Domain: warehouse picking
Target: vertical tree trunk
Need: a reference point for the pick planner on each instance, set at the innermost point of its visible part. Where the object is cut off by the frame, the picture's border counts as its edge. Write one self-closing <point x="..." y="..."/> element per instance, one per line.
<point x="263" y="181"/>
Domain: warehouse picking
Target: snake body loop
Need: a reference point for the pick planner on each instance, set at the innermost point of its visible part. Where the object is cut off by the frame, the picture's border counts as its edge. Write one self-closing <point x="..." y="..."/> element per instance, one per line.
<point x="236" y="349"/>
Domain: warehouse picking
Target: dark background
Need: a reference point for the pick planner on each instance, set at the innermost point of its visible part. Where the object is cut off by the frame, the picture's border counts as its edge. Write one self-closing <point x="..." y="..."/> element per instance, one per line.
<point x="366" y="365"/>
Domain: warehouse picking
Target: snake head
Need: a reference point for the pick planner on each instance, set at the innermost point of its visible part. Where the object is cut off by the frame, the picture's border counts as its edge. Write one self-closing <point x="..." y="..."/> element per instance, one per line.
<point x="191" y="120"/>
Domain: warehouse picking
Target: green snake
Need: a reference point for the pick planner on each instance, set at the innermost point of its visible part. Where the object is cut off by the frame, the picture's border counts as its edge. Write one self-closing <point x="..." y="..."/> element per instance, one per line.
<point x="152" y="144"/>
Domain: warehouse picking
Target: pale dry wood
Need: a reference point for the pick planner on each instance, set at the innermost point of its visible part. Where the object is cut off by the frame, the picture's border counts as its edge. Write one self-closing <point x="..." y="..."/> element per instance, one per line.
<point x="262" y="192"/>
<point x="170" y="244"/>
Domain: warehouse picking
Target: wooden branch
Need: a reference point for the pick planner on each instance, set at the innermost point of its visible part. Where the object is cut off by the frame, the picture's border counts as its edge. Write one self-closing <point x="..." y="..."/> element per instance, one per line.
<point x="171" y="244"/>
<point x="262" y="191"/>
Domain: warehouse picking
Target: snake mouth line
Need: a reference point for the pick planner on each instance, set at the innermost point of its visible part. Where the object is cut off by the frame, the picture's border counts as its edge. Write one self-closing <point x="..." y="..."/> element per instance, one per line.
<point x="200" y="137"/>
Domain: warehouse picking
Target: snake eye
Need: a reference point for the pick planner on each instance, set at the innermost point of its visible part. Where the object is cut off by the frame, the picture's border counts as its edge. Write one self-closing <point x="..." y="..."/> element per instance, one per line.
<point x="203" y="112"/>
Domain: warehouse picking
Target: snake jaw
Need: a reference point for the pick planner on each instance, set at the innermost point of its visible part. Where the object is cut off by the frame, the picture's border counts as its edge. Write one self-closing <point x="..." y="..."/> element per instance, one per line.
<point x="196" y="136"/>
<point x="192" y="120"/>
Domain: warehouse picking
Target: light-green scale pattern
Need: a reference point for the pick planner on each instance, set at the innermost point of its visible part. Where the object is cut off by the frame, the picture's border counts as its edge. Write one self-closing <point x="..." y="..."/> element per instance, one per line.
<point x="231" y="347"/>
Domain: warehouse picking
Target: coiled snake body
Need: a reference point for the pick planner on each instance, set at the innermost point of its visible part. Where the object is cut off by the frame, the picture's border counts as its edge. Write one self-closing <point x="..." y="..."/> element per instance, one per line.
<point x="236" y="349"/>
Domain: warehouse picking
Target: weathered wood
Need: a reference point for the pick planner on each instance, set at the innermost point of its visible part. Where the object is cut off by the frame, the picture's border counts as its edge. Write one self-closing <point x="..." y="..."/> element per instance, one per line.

::::

Retype every record above exactly as it appears.

Domain: warehouse picking
Target: vertical tree trunk
Need: a reference point for the pick planner on each instance, set at the innermost point of its visible part. Where the object is cut off by the frame, the picture's border counts as its edge. Write one self-closing <point x="..." y="..."/> element per instance, one per line.
<point x="263" y="181"/>
Domain: warehouse picking
Target: snake body loop
Need: a reference point for the pick planner on each instance, set at the innermost point of its visible part. Where the object is cut off by the frame, the picture's border counts as its edge. Write one self-closing <point x="..." y="..."/> element per instance, one per line.
<point x="236" y="349"/>
Domain: warehouse picking
Target: dark background
Need: a reference point for the pick planner on each instance, set at the innermost point of its visible part. Where the object is cut off by the frame, the picture's border counts as its edge. Write one self-closing <point x="..." y="..."/> element per instance, one per line.
<point x="366" y="365"/>
Domain: warehouse picking
Target: snake head
Need: a reference point for the pick planner on each instance, set at the innermost point of its visible part. Where the object is cut off by the frame, the picture's border counts as its edge. Write one self-closing <point x="..." y="..."/> element per instance, one per line.
<point x="191" y="120"/>
Domain: warehouse picking
Target: green snake
Need: a reference point for the pick planner on each instance, set at the innermost point of its visible part. Where the object is cut off by the frame, the picture's border counts as its edge. Write one self-closing <point x="..." y="..."/> element per instance, one per line.
<point x="152" y="144"/>
Domain: warehouse picking
Target: pale dry wood
Need: a reference point for the pick planner on each instance, set at the innermost point of its visible part. Where the object is cut off by the frame, the picture's border counts as its edge. Write one self-closing <point x="..." y="..."/> element per instance, one per line.
<point x="262" y="192"/>
<point x="170" y="244"/>
Domain: warehouse picking
Target: wooden branch
Need: a reference point for the pick planner on each instance, set at the innermost point of its visible part. Where the object is cut off by the frame, the picture's border counts as its edge. Write one self-closing <point x="..." y="..."/> element per instance, one per line.
<point x="171" y="244"/>
<point x="262" y="191"/>
Domain: warehouse picking
Target: snake mouth line
Need: a reference point for the pick planner on each instance, set at the innermost point of its visible part. Where the object is cut off by the frame, the picture's border counts as its edge. Write one self-closing <point x="..." y="..."/> element per instance, one per line.
<point x="200" y="137"/>
Domain: warehouse picking
Target: snake eye
Need: a reference point for the pick planner on each instance, set at the innermost point of its visible part. Where the object is cut off by the frame, the picture's border counts as its edge. Write one self-closing <point x="..." y="..."/> element per instance, one per line.
<point x="203" y="112"/>
Domain: warehouse picking
Target: snake jaw
Need: a reference point for the pick planner on each instance, set at the innermost point of its visible part. Where the object is cut off by the frame, the picture's border counts as its edge. Write one self-closing <point x="..." y="..."/> element per instance, one per line.
<point x="196" y="136"/>
<point x="192" y="120"/>
Domain: warehouse picking
Target: light-green scale pattern
Need: a reference point for the pick planner on each instance, set at the innermost point of its visible part. Where the object is cut off by the frame, the picture's border counts as its edge. Write one self-closing <point x="..." y="..."/> element per instance, one per line.
<point x="231" y="347"/>
Domain: warehouse picking
Target: coiled snake body
Need: a reference point for the pick planner on each instance, set at the innermost point of its visible part. Where the object is cut off by the frame, the picture's border counts as its edge. Write one self-closing <point x="..." y="..."/> element per instance, one per line.
<point x="236" y="349"/>
Domain: warehouse picking
Target: weathered wood
Need: a reference point for the pick planner on each instance, set at the innermost point of its visible part. Where the object is cut off by the frame, the picture's border counts as its edge. Write one self-closing <point x="..." y="..."/> element per instance, one per line.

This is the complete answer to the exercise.